▸ SOURCE EXTRACT

Skip to main content

Training Workflow

Use this page for the practical training flow after you already understand which model you want to retrain.

Dataset layout

Training data for a model lives under:

grobid-trainer/resources/dataset/<MODEL>/

Typical directories:

  • corpus/ for training material
  • evaluation/ for held-out evaluation material when you manage the split manually

Simple mode: train and evaluate with one Gradle task

For the common case, use the Gradle wrapper from the repo root:

./gradlew train_<model>

Examples:

./gradlew train_header
./gradlew train_name_header

This uses the data already arranged in the model's corpus/ and evaluation/ directories.

Full mode: trainer jar commands

When you need more control, use the trainer jar directly.

▸ AIM 1
Rewrite the listing from its first line through the line with "150), (271, 148)]]", keeping the requests, and increase every coordinate in the outlines by 7.
The training workflow page and the listing after it are unrelated material.

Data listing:

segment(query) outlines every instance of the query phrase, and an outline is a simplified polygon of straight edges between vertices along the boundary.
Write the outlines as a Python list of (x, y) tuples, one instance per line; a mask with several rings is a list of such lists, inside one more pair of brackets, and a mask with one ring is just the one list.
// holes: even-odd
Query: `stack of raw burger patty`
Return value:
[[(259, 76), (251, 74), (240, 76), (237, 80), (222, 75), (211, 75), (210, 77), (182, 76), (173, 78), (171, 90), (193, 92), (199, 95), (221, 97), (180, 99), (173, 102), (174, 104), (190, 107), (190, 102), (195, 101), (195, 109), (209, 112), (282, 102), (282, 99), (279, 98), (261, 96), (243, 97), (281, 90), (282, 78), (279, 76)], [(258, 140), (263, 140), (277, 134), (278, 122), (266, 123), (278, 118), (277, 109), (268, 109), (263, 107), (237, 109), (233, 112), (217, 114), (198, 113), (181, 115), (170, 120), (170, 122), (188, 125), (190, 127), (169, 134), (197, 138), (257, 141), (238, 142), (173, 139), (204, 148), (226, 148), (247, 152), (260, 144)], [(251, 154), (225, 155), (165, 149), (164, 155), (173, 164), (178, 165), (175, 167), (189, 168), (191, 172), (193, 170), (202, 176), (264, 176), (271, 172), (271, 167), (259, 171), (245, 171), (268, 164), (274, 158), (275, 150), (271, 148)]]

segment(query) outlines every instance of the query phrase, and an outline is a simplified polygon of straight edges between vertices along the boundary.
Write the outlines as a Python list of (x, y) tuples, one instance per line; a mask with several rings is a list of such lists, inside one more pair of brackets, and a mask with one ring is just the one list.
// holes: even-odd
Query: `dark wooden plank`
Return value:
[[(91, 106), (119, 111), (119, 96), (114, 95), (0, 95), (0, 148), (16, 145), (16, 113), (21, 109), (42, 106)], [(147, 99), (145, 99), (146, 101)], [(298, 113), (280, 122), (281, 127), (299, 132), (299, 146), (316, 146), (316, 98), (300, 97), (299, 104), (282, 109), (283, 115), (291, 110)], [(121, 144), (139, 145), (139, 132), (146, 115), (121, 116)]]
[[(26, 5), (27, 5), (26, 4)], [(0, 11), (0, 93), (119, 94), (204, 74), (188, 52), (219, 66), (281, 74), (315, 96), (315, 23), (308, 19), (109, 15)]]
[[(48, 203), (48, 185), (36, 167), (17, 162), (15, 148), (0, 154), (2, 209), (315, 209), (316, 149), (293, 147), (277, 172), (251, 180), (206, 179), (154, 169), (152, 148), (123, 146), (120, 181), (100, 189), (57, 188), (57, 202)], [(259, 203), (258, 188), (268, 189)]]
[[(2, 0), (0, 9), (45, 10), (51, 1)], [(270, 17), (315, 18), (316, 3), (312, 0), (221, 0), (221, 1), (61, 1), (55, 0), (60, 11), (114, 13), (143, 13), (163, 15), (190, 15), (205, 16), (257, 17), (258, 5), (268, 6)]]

▸ AIM 2
Answer these questions from the training workflow page.
(a) Under which path does the training data for a model live?
(b) Which command does the page give as an example for training the header model?
(c) What should be used directly when more control is needed?

▸ REPLY 1
segment(query) outlines every instance of the query phrase, and an outline is a simplified polygon of straight edges between vertices along the boundary.
Write the outlines as a Python list of (x, y) tuples, one instance per line; a mask with several rings is a list of such lists, inside one more pair of brackets, and a mask with one ring is just the one list.
// holes: even-odd
Query: `stack of raw burger patty`
Return value:
[[(266, 83), (258, 81), (247, 83), (244, 87), (229, 82), (218, 82), (217, 84), (189, 83), (180, 85), (178, 97), (200, 99), (206, 102), (228, 104), (187, 106), (180, 109), (181, 111), (197, 114), (197, 109), (202, 108), (202, 116), (216, 119), (289, 109), (289, 106), (286, 105), (268, 103), (250, 104), (288, 97), (289, 85), (286, 83)], [(265, 147), (270, 147), (284, 141), (285, 129), (273, 130), (285, 125), (284, 116), (275, 116), (270, 114), (244, 116), (240, 119), (224, 121), (205, 120), (188, 122), (177, 127), (177, 129), (195, 132), (197, 134), (176, 141), (204, 145), (264, 148), (245, 149), (180, 146), (211, 155), (233, 155), (254, 159), (267, 151)], [(258, 161), (232, 162), (172, 156), (171, 162), (180, 171), (185, 172), (182, 174), (196, 175), (198, 179), (200, 177), (209, 183), (271, 183), (278, 179), (278, 174), (266, 178), (252, 178), (275, 171), (281, 165), (282, 157), (278, 155)]]

▸ REPLY 2
(a) grobid-trainer/resources/dataset/<MODEL>/
(b) ./gradlew train_header
(c) The trainer jar.